[Opening DATA FOR PROCESSING section]
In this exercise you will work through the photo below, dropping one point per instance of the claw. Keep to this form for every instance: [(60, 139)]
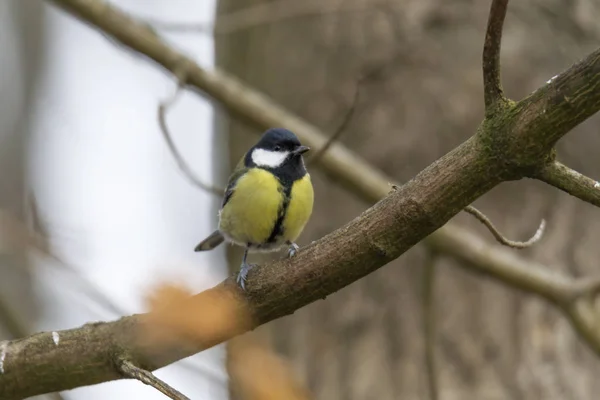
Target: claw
[(293, 250), (243, 274)]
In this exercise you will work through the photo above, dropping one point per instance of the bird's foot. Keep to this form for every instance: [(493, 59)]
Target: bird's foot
[(243, 274), (293, 250)]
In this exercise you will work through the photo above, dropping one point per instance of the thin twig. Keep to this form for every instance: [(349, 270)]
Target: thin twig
[Closing DATA FOR PROCESSING section]
AIM OF THE EXERCISE:
Copy out every line above without change, dropping the pictures.

YOUR RESPONSE:
In this exercise you will work through the photo below, dropping one point per instance of the claw. Keep to this form for every instance: [(60, 139)]
Target: claw
[(293, 250), (243, 274)]
In this exercise you will work through the photo above, dropping one point per instance of the bird's foot. Keep to this form for every instance: [(493, 59)]
Target: bird's foot
[(243, 274), (293, 250)]
In this exercise you will work through the photo above, dropping one point per instance of the thin twig. Keep to this form for every instance: [(349, 270)]
Target: thin twig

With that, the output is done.